Work to be completed: In the material below, find each line with the string "cloud" and copy it.

The data: Begin

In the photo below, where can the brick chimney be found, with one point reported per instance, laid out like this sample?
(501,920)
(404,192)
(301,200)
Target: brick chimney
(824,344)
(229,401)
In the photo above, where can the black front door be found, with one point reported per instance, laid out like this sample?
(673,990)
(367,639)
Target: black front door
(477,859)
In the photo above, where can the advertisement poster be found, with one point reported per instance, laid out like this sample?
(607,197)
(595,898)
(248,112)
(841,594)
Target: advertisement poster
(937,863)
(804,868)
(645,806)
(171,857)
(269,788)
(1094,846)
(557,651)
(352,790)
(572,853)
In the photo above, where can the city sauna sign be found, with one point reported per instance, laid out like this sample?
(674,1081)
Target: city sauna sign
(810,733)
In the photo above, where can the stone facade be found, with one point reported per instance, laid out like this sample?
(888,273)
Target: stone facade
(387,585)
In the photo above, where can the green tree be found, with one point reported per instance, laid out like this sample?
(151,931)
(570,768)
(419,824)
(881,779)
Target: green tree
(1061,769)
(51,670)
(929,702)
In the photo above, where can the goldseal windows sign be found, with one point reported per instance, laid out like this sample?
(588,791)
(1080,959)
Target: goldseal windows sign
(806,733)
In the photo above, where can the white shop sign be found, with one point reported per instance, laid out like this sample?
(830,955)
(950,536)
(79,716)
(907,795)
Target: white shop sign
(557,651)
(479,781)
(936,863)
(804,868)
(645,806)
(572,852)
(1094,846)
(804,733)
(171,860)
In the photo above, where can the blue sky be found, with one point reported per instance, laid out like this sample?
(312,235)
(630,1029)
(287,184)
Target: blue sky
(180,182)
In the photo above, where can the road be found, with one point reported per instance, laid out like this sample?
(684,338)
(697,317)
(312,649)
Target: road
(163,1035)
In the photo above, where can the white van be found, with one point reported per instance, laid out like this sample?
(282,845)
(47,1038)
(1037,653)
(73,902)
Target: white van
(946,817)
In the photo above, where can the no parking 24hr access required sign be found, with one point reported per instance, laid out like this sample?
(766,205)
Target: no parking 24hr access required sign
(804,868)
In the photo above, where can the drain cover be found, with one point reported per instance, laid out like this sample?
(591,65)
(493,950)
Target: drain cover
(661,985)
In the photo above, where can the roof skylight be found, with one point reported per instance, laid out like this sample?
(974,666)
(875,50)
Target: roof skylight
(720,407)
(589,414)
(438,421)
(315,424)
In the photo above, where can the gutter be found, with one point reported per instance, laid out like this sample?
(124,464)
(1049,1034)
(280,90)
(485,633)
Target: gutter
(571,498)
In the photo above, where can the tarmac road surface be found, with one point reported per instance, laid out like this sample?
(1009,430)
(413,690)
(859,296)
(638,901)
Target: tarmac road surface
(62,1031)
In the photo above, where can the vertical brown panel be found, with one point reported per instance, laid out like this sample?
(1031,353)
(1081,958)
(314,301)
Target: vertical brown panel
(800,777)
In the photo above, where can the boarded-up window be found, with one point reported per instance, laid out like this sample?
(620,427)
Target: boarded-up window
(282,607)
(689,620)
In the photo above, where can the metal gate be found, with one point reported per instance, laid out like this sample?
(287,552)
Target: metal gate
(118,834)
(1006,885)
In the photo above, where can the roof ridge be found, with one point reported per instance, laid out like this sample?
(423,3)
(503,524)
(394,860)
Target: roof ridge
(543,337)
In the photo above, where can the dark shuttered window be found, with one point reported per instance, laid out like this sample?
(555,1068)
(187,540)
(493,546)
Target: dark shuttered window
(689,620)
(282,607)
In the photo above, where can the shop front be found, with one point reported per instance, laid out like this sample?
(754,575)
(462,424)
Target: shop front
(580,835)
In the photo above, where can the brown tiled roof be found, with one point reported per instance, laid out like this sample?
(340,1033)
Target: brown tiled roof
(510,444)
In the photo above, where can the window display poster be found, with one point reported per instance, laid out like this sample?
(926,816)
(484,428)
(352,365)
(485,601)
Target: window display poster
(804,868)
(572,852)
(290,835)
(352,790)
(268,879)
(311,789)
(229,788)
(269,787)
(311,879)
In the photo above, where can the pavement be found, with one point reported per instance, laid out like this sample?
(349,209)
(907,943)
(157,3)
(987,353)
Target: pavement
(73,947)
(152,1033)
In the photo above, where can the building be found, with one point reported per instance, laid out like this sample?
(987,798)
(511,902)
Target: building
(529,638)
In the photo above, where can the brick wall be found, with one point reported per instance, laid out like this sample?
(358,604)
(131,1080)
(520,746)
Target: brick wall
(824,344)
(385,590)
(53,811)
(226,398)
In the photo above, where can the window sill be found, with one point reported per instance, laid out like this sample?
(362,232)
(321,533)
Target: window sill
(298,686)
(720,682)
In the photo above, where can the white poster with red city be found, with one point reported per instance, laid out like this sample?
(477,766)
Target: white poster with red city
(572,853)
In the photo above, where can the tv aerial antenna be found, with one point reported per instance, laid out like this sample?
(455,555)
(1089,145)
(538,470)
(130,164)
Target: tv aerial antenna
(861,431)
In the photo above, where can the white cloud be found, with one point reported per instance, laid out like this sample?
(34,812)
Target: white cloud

The data: End

Your solution:
In the photo above, where can the white cloud be found, with one point reported per instance, laid out like this sample?
Target: white cloud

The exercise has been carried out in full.